= PAGE =

________________________

Lorsque
sont évoquées les racines du courant Stoner, quelques ficelles
évidentes apparaissent. D'abord, il y a l'influence majeure de Black
Sabbath, musicalement parlant. S'ajoutent
les
scènes
psychédéliques
anglaise et américaine de la fin des années 60, quelques
noms comme Blue Cheer,
tant pour l'approche sonore que visuelle, et le punk pour le côté
no bullshit de la musique et de l'attitude. Avec ce panorama, on
semble avoir résumé le genre, du moins, lorsque la presse musicale
décide de l'évoquer. C'est bien mal connaître cette musique et ses
racines profondes. En fait, la volonté de jouer une musique
agressive sans contrainte de format, de technique et d'attitude
remonte à bien plus longtemps.
Le
label Cherry Red Records vient de publier un coffret de trois
disques, second volet d'une collection nommée
« I'm A Freak
Baby ». Comme
pour le premier volume, le label s'est attaché à offrir un panorama
de la scène heavy/proto-metal des années 1968-1973 en
Grande-Bretagne. En sont écartés les pointures du genre comme Black
Sabbath, Led Zeppelin, ou
même Hawkwind, et sont
privilégiées toutes les formations plus ou moins obscures de ce
courant.
I'm A Freak Baby 2, une plongée dans le monde du proto-metal underground anglais du tournant des années 70
On
découvre avec ces trois cds la richesse d'une scène musicale,
absolument foisonnante et sans limite en
termes de volume sonore et
d'audace artistique. Le
point commun de tous est la volonté de faire exploser les carcans,
et de jouer une musique où prime l'extase électrique. Tous sont
imbibés de blues-rock
anglais, ils malaxent cette matière, la déforme grâce au
psychédélisme. Ils improvisent, injectent du folk, du
jazz, du rythm'n'blues…
Le son de certains enregistrements est parfois brut, mais traduit à
merveille cette notion d'urgence et de violence. En somme, nous
sommes face à des punks à cheveux longs, jouant forts, heavy. Les
riffs sont souvent massifs, menaçants, entêtants.
Les
looks, les visuels piochent allégrement dans une contre-culture pop
en plein essor. Les références à l'acide et à l'herbe sont
fréquentes. La surenchère répond à l'inquiétude grandissante des
institutions britanniques face à cette jeunesse qu'elles jugent
désoeuvrée. La scène proto-metal est surtout en train de créer un
boucan d'enfer permettant aux gamins de se défouler le week-end afin
de fuir un quotidien gris et ennuyeux. Fumer
un joint et écouter ces groupes heavy jouer sur scène devient
l'exutoire.
Les
groupes posent dans des casses automobile, dans des quartiers
populaires crasseux, devant
des murs de briques poisseux,
la mine renfrognée.
Ils ne sont ni beaux, ni sexy. Ils sont menaçants, et portent en eux
la colère d'un pays qui rejette ses gamins. On
monte un groupe pour fuir la ligne de production. La scène de
Birmingham, fief de l'acier anglais, le Black Country, sera l'un des
grands pourvoyeurs de groupes musclés et sans concession :
Black Sabbath bien sûr, dont
le guitariste Tony Iommi perdra deux phalanges sous une presse
hydraulique ; mais
aussi Judas Priest, Chicken Shack, Move, Trapeze, et la moitié de
Led Zeppelin.

________________________

= CONSIGNES =
- a) D'après l'article sur le proto-metal, quel label vient de faire paraître le coffret de trois disques ?
- b) Recopiez l'ensemble des enregistrements en substituant « Objet » à chaque occurrence de « Target », sans aucune autre modification, et sans reprendre les images.
L'article et les enregistrements n'ont aucun lien entre eux.

(Enregistrements de pointage d'objets sur photo)
________________________

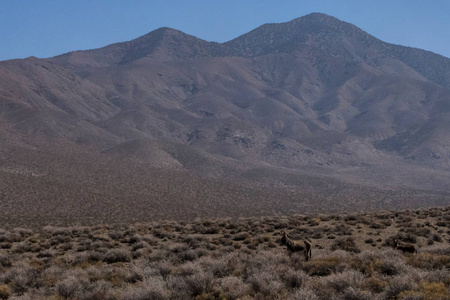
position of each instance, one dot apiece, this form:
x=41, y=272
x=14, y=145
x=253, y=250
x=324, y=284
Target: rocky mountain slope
x=293, y=109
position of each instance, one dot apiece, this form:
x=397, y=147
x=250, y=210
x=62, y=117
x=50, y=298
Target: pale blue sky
x=45, y=28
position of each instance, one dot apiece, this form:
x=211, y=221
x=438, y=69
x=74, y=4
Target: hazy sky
x=45, y=28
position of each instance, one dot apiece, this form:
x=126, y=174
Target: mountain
x=309, y=115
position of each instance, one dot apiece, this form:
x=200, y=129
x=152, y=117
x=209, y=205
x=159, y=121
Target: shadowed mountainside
x=313, y=114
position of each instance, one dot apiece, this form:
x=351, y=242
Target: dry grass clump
x=231, y=259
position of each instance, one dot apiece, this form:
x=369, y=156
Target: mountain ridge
x=306, y=108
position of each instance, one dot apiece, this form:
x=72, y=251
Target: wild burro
x=297, y=245
x=405, y=247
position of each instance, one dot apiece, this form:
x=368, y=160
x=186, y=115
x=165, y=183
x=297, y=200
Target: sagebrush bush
x=230, y=259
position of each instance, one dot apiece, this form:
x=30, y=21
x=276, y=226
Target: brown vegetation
x=231, y=258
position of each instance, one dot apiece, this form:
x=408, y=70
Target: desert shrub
x=428, y=261
x=398, y=285
x=390, y=266
x=388, y=262
x=352, y=293
x=233, y=288
x=347, y=244
x=117, y=255
x=151, y=288
x=72, y=287
x=345, y=280
x=200, y=283
x=240, y=236
x=266, y=283
x=294, y=279
x=5, y=260
x=433, y=290
x=304, y=293
x=321, y=266
x=375, y=284
x=20, y=277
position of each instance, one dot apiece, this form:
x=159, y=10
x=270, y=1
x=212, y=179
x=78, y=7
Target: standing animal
x=296, y=246
x=408, y=248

________________________

= CORRIGÉ DES EXERCICES =
- a) Cherry Red Records.

- b)
position of each instance, one dot apiece, this form:
x=41, y=272
x=14, y=145
x=253, y=250
x=324, y=284
Objet: rocky mountain slope
x=293, y=109
position of each instance, one dot apiece, this form:
x=397, y=147
x=250, y=210
x=62, y=117
x=50, y=298
Objet: pale blue sky
x=45, y=28
position of each instance, one dot apiece, this form:
x=211, y=221
x=438, y=69
x=74, y=4
Objet: hazy sky
x=45, y=28
position of each instance, one dot apiece, this form:
x=126, y=174
Objet: mountain
x=309, y=115
position of each instance, one dot apiece, this form:
x=200, y=129
x=152, y=117
x=209, y=205
x=159, y=121
Objet: shadowed mountainside
x=313, y=114
position of each instance, one dot apiece, this form:
x=351, y=242
Objet: dry grass clump
x=231, y=259
position of each instance, one dot apiece, this form:
x=369, y=156
Objet: mountain ridge
x=306, y=108
position of each instance, one dot apiece, this form:
x=72, y=251
Objet: wild burro
x=297, y=245
x=405, y=247
position of each instance, one dot apiece, this form:
x=368, y=160
x=186, y=115
x=165, y=183
x=297, y=200
Objet: sagebrush bush
x=230, y=259
position of each instance, one dot apiece, this form:
x=30, y=21
x=276, y=226
Objet: brown vegetation
x=231, y=258
position of each instance, one dot apiece, this form:
x=408, y=70
Objet: desert shrub
x=428, y=261
x=398, y=285
x=390, y=266
x=388, y=262
x=352, y=293
x=233, y=288
x=347, y=244
x=117, y=255
x=151, y=288
x=72, y=287
x=345, y=280
x=200, y=283
x=240, y=236
x=266, y=283
x=294, y=279
x=5, y=260
x=433, y=290
x=304, y=293
x=321, y=266
x=375, y=284
x=20, y=277
position of each instance, one dot apiece, this form:
x=159, y=10
x=270, y=1
x=212, y=179
x=78, y=7
Objet: standing animal
x=296, y=246
x=408, y=248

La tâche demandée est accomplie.